Given records —
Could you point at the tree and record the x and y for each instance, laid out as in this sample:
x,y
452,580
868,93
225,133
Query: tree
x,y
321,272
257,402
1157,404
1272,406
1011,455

About this task — Copy out the whole listing exactly; please set it all down.

Result of the task —
Could you point at the tree and record the x and y for each instance, laid out as in this sample:
x,y
452,580
868,93
225,133
Query: tree
x,y
321,272
257,402
1157,404
1272,406
1011,455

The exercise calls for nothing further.